List of tasks:
1 – In the episode description below, what fix does the episode walk through?
2 – Using the episode description below, explain why the real cost of calling the client goes beyond the time spent redoing the measurement.
:: Extract
Elevated with Brandy Lawson

You Can't Read Your Own Job Site Notes. Here's What to Do Instead.

Brandy Lawson Season 8 Episode 8

Use Left/Right to seek, Home/End to jump to start or end. Hold shift to jump forward or backward.

0:00 | 3:28

Get in Touch! Send us a message.

You're back from the job site. Three weeks later.

You pull out the notebook. You wrote these notes yourself — you can picture standing in the kitchen, measuring tape in hand, scribbling as fast as you could.

And now you're staring at: "38¼… fridge wall… check w GC… ??? corner" — with an arrow pointing at something. You're not sure what the arrow is pointing at. There were three corners. The 38¼ was probably the run between the refrigerator and the window. Probably.

You could call the client. But that means admitting you don't know.

Handwritten notes weren't designed to be a project archive. They were designed to be a short-term memory jogger. Three weeks later, the thing you already knew is gone — and the shorthand doesn't point anywhere anymore.

The real cost isn't the hour you'll spend reconstructing the measure. It's the call that tells the client, without saying it, that you weren't as on top of this as they thought you were.

In this episode, we walk through the fix: narrating your site measure in full sentences, in your own voice, while you're still in the room.
::::
:: Supplied data
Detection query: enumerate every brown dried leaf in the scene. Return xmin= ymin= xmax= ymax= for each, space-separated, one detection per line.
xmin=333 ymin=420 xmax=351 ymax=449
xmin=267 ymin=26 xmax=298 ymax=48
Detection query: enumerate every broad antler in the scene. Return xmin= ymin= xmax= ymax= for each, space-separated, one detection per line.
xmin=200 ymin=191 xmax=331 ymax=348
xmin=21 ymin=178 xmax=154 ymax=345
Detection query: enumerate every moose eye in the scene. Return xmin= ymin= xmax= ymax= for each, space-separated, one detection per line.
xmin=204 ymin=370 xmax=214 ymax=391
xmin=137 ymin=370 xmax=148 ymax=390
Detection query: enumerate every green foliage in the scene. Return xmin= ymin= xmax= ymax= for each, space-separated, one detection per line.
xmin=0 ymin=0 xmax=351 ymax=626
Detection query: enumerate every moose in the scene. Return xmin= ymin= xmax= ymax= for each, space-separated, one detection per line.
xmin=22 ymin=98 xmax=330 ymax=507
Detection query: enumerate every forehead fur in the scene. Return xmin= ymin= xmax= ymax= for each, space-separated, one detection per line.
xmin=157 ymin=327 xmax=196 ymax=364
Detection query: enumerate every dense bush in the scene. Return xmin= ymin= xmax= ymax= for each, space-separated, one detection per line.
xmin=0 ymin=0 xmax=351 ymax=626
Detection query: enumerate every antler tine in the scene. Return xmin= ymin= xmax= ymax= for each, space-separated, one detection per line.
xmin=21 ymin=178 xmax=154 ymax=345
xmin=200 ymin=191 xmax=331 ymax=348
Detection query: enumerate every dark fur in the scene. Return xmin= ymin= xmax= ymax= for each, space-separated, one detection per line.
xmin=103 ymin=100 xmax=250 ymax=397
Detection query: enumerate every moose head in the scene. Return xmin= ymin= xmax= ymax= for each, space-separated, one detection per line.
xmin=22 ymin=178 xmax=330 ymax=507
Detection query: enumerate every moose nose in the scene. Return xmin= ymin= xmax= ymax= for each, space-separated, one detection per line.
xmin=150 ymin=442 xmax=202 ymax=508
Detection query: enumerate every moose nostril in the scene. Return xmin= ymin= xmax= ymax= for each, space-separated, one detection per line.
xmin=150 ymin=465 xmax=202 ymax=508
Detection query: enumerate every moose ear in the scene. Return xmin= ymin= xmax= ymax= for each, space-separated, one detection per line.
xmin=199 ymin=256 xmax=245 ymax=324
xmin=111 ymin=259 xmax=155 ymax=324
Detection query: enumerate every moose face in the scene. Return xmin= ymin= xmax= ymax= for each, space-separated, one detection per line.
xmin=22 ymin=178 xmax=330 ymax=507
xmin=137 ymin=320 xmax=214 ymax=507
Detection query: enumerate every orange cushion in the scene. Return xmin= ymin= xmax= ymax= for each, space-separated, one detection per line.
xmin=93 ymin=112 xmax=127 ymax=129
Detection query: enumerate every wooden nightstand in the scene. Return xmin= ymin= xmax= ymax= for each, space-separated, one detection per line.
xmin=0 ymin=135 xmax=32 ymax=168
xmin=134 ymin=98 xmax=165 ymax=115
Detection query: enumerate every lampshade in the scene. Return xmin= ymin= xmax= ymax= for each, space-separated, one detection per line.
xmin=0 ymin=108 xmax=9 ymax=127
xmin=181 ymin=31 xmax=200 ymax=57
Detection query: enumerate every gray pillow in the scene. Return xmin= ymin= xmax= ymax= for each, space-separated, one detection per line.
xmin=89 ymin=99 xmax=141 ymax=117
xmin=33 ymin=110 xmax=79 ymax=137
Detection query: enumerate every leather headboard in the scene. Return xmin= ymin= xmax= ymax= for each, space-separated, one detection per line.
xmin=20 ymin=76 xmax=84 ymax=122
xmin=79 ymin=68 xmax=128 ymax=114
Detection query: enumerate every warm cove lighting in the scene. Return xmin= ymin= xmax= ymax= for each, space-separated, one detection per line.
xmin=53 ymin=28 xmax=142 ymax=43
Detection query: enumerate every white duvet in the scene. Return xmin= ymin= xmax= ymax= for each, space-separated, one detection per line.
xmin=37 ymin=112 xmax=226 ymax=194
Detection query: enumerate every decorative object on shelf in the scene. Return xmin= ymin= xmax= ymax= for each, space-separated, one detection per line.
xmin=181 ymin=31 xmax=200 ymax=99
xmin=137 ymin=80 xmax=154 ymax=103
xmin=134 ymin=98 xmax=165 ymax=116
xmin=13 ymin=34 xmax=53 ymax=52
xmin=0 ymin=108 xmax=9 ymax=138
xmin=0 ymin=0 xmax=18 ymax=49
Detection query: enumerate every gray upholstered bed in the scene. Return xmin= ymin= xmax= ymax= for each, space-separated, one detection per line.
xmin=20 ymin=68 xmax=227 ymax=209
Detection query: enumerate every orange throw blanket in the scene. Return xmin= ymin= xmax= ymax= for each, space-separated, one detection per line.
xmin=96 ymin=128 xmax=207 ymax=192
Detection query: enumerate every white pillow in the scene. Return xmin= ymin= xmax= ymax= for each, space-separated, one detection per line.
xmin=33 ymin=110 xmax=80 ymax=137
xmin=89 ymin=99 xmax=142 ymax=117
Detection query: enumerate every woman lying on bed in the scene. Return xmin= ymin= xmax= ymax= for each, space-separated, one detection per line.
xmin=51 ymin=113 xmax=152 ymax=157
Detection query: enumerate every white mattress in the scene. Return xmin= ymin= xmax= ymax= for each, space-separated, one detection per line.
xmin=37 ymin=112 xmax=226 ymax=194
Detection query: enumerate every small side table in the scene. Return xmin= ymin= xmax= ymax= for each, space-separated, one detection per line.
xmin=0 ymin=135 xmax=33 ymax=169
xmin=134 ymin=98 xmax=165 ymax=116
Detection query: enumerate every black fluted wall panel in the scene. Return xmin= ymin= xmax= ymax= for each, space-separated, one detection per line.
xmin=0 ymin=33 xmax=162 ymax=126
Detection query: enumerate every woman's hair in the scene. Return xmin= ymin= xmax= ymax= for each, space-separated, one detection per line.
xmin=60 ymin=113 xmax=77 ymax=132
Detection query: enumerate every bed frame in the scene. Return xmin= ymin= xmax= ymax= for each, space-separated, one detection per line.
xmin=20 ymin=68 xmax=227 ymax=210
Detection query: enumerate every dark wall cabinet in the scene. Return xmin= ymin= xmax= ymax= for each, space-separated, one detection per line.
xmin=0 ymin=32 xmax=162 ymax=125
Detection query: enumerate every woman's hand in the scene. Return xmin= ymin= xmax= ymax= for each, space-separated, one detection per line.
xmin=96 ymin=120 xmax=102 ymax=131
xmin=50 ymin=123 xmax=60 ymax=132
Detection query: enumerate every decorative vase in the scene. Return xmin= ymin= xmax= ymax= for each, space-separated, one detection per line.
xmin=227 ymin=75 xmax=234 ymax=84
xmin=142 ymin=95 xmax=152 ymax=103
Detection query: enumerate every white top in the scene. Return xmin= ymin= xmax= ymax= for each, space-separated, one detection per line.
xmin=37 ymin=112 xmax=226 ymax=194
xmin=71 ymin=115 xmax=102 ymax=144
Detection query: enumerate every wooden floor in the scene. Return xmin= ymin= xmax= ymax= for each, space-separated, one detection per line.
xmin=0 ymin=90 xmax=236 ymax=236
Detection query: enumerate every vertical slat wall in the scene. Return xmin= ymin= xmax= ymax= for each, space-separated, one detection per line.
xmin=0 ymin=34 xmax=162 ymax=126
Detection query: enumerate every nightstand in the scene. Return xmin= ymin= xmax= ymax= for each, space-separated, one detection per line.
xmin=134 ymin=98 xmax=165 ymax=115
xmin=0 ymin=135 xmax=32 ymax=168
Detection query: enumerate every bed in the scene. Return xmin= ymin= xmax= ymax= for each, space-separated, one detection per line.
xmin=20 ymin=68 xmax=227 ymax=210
::::
Answers to the exercise:
1 – Narrating your site measure in full sentences, in your own voice, while you're still in the room.

2 – Calling the client means admitting you don't know what your notes say. Without anyone saying it, the call tells the client you weren't as on top of the project as they thought you were.